#### [ФРАГМЕНТ ДОКУМЕНТА]
Причина такого состояния детей – вовсе не дурные гены, а опыт эмоциональной депривации. Это опыт одиночества и никому ненужности в домах ребенка, опыт пренебрежения и жестокого обращения со стороны собственных родителей, опыт потери своей семьи, состояние полной неопределенности в жизни.
Когда ребенок семи лет непрерывно сосет палец или чуть что – садится на пол и начинает раскачиваться из стороны в сторону, не реагируя на уговоры, это выглядит пугающе. Но действительно страшно не это, а то, что за спиной у такого ребенка – тысячи одиноких ночей, когда никто не уговаривал, никто не укачивал и ему приходилось успокаиваться самому, как мог. Другой пример: ребенок-сирота не хочет учиться. Слушает и как будто не слышит, не понимает элементарных вещей. Гены? Патология? А что бывает с взрослыми благополучными людьми после стихийных бедствий, терактов, потери близких? Способны они после жизненных катастроф проявлять любознательность, быть внимательными и сосредоточенными? Между тем, у ребенка, изъятого из семьи, произошла во внутреннем мире катастрофа еще большая. Ведь у него нет жизненного опыта, нет других точек опоры (друзей, работы), весь его мир рухнул. А с него требуют знания таблицы умножения.

#### [СОДЕРЖИМОЕ НАБОРА ДАННЫХ]

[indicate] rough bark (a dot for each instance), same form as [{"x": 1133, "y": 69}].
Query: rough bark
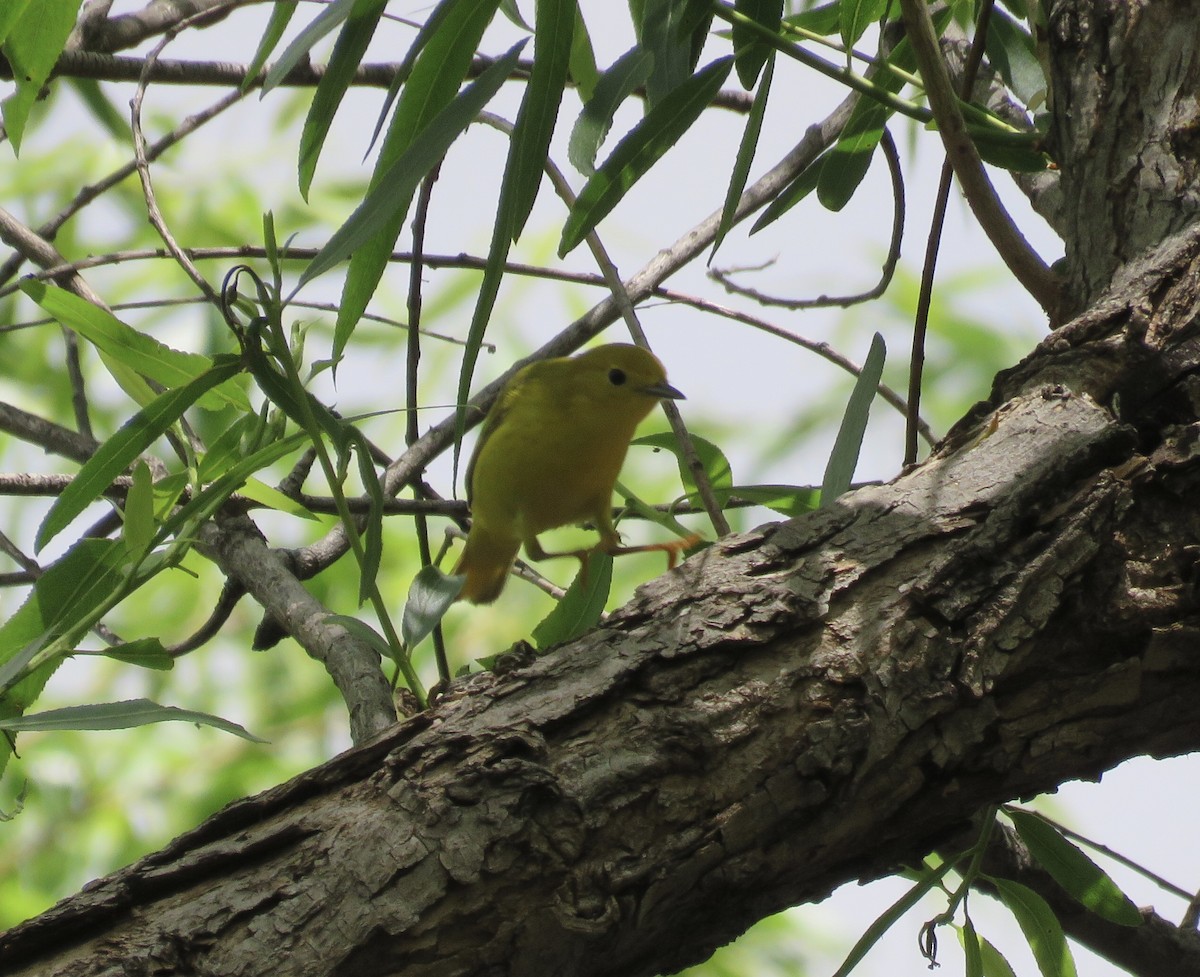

#### [ЗАДАЧА]
Продублируйте целиком приведенный выше фрагмент документа о детях-сиротах, не меняя ни одного слова и знака препинания.

#### [РЕЗУЛЬТАТ НИЖЕ]
Причина такого состояния детей – вовсе не дурные гены, а опыт эмоциональной депривации. Это опыт одиночества и никому ненужности в домах ребенка, опыт пренебрежения и жестокого обращения со стороны собственных родителей, опыт потери своей семьи, состояние полной неопределенности в жизни.
Когда ребенок семи лет непрерывно сосет палец или чуть что – садится на пол и начинает раскачиваться из стороны в сторону, не реагируя на уговоры, это выглядит пугающе. Но действительно страшно не это, а то, что за спиной у такого ребенка – тысячи одиноких ночей, когда никто не уговаривал, никто не укачивал и ему приходилось успокаиваться самому, как мог. Другой пример: ребенок-сирота не хочет учиться. Слушает и как будто не слышит, не понимает элементарных вещей. Гены? Патология? А что бывает с взрослыми благополучными людьми после стихийных бедствий, терактов, потери близких? Способны они после жизненных катастроф проявлять любознательность, быть внимательными и сосредоточенными? Между тем, у ребенка, изъятого из семьи, произошла во внутреннем мире катастрофа еще большая. Ведь у него нет жизненного опыта, нет других точек опоры (друзей, работы), весь его мир рухнул. А с него требуют знания таблицы умножения.